* TASK STATEMENT *
Leave out the pictures and restate the rest of the data exactly.

* MATERIAL FOR THE TASK *
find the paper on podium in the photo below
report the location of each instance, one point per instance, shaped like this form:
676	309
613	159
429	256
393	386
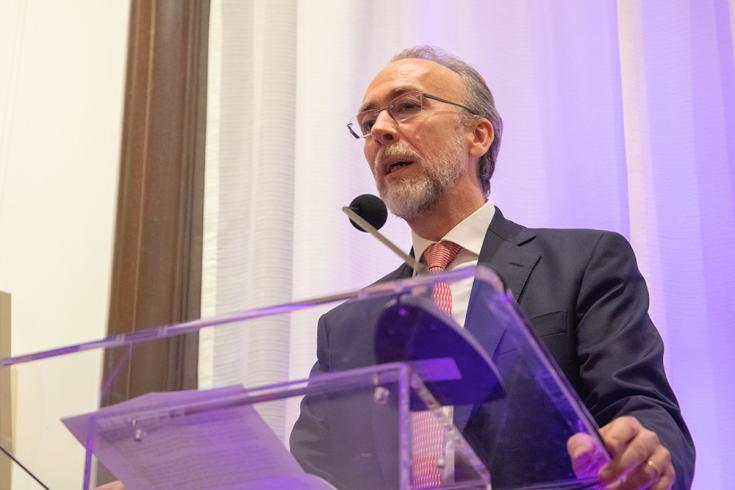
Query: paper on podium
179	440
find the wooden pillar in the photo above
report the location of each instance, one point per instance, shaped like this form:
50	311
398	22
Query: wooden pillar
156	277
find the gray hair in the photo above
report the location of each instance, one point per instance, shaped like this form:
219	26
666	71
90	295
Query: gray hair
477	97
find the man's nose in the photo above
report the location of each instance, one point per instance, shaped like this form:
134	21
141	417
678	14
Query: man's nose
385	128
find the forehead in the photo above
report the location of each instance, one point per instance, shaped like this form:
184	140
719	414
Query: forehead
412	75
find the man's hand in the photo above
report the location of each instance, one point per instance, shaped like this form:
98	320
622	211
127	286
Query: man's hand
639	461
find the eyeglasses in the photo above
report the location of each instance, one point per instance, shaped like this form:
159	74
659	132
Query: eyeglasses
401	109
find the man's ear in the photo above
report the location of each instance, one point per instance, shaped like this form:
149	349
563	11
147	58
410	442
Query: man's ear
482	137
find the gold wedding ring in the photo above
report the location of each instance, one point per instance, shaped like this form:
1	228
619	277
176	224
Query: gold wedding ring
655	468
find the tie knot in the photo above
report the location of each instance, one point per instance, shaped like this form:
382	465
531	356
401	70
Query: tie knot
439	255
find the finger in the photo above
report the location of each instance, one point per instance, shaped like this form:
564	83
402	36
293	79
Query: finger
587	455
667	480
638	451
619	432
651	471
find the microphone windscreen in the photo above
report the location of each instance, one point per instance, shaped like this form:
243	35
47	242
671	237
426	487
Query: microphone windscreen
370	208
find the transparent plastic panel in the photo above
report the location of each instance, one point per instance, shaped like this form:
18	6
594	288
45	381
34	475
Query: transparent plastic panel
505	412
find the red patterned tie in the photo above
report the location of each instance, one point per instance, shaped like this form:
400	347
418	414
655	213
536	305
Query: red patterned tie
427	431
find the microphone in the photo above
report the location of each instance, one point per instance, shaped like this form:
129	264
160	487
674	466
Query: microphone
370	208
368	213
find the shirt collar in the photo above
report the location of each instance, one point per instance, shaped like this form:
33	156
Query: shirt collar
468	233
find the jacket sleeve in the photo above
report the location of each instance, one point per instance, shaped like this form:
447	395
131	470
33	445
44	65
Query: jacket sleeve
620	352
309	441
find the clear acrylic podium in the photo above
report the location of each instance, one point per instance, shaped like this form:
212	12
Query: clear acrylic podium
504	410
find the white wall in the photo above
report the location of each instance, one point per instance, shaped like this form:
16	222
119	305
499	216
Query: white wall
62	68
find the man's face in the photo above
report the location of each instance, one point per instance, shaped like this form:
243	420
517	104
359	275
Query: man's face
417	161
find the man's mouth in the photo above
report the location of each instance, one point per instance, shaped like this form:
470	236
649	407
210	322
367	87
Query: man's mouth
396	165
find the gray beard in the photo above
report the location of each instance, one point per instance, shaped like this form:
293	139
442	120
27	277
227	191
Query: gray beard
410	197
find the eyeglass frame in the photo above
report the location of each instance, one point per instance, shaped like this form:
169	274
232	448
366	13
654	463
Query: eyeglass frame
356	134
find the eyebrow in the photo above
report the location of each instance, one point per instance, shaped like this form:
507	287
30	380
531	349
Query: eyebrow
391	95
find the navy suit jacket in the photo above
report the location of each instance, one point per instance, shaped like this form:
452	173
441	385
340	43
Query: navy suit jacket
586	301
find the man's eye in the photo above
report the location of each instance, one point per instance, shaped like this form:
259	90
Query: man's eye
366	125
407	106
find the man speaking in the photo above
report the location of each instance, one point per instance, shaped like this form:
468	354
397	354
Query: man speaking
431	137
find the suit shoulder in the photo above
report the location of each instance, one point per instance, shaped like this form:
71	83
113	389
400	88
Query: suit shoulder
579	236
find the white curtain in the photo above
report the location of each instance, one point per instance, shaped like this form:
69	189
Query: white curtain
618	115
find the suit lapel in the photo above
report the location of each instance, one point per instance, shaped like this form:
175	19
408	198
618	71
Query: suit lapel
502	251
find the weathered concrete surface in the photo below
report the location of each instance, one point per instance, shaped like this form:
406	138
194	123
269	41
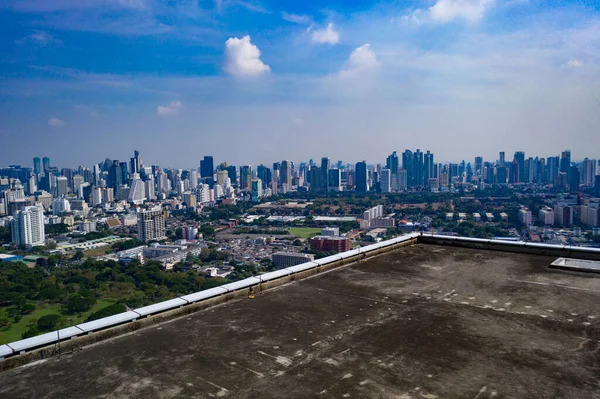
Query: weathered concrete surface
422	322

* TASK RESPONSE *
find the paper on podium in the photo below
report the location of each instance, one point per instance, shaped like this form:
676	309
613	159
429	256
393	386
Query: paper on podium
179	440
find the wooden pillar in the photo above
report the location of each instance, one point per instance, shaped like this form:
50	311
398	22
Query: wooden pillar
156	277
find the gray hair in the photo above
report the location of each instance, one point per instance, shaped like this form:
219	26
666	71
90	295
Query: gray hair
477	97
find the man's nose in the photo above
report the location of each instance, one point per instance, shaped like this form:
134	21
141	417
678	14
Query: man's nose
385	128
find the forehead in the photo above
report the location of each instance, one point per instance, shaped like this form:
184	140
719	414
Query: forehead
412	75
find the man's hand in the photo above
report the location of each instance, one point per instance, shaped like this form:
98	320
622	211
127	286
Query: man's hand
639	461
find the eyeglasses in the photo above
report the location of each instance, one point per instance, shaped like this form:
159	74
659	132
Query: eyeglasses
401	109
find the man's ear in the photo above
report the location of each instance, one point per instance, shaped like this form:
149	349
563	11
147	58
410	442
Query: man's ear
482	137
find the gold wedding ring in the photo above
report the location of each instance, one point per instance, shaped like this form:
1	228
619	277
176	224
Query: gold wedding ring
655	468
find the tie knot in the photo above
report the location of each instance, one point per instance, shaped like this form:
382	465
531	356
401	70
Query: tie knot
439	255
find the finger in the photo above
report the location of each instance, one point per instance, shaped like this form:
564	83
402	36
293	79
Query: finger
587	455
667	480
638	451
619	432
651	471
find the microphone windscreen in the photo above
report the location of each instance, one point per instance, shaped like this form:
243	35
47	242
671	237
426	487
Query: microphone windscreen
370	208
find the transparent plastic panel in the photo above
report the location of each instance, one point per instance, shaped like this form:
18	6
594	288
45	381
34	475
Query: transparent plastic panel
505	412
find the red patterned tie in the photo above
report the location of each instance, one point per instance, shaped like this form:
400	347
418	414
655	213
536	305
Query: red patterned tie
427	431
find the microphone in the photo above
report the location of each instance, one point per instance, shaped like this form:
129	264
160	487
674	466
Query: microphone
370	208
368	213
find the shirt collar in the photo above
report the location of each instance, one point per instance, shaped like this form:
33	156
Query: shirt collar
468	233
find the jacket sleeve in the photo above
report the location of each instance, one point per instance, shaped like this form:
447	395
131	470
33	445
44	65
Query: jacket sleeve
620	352
309	441
find the clear acrylic podium in the photo above
report the location of each instance, one point per instance, shaped like this form:
212	12
Query: clear acrylic podium
504	410
find the white wall in the photo above
report the location of each instance, one point per instance, shaped like this form:
16	222
119	305
499	216
Query: white wall
62	68
find the man's face in the photo above
report the location of each instance, one point per instance, shaped like this form:
243	420
517	104
359	275
Query: man's face
417	161
find the man's mouth in the photo above
report the location of each instance, one point per instance, shaped like this form:
470	236
649	407
210	322
367	87
Query: man's mouth
396	165
find the gray beard in the photo above
report the location of each instance, one point per instance, shaped like this form:
293	139
442	120
27	277
227	191
Query: gray beard
410	197
find the eyeglass frame in the photo above
report the location of each instance, one point per instance, shaped like this form:
169	274
232	448
366	13
654	463
Query: eyeglass frame
356	134
find the eyebrow in the photo above
report the location of each instance, one point per instance, shaped like this form:
507	287
30	380
531	349
Query: eyebrow
391	95
find the navy suit jacket in the photo above
report the location of each instance, one point per instance, shaped like this form:
452	173
441	385
340	43
Query: navy suit jacket
586	301
find the man's eye in the photo above
report the location of each instance, one point per instance, shaped like this form:
259	90
Query: man's eye
366	125
407	106
find the man speaking in the photo above
report the location of each instance, one point per instance, shaped like this form:
468	354
397	354
Query: man speaking
431	137
find the suit shoulder in the photo above
report the location of each instance, one point per instance, shaped like this form:
71	83
113	389
400	88
Query: suit shoulder
579	236
find the white curtain in the photo above
report the location of each instance, one point per instance, shaped like this form:
69	189
Query: white curtain
618	115
find the suit lapel in the photo above
report the location of each instance, one point per instance, shaped like this form:
175	19
408	198
618	71
Query: suit lapel
502	251
find the weathered concrete surface in the photo below
report the location of each instance, one point per instance, shaped like this form:
406	138
194	123
269	41
Query: weathered concrete surface
422	322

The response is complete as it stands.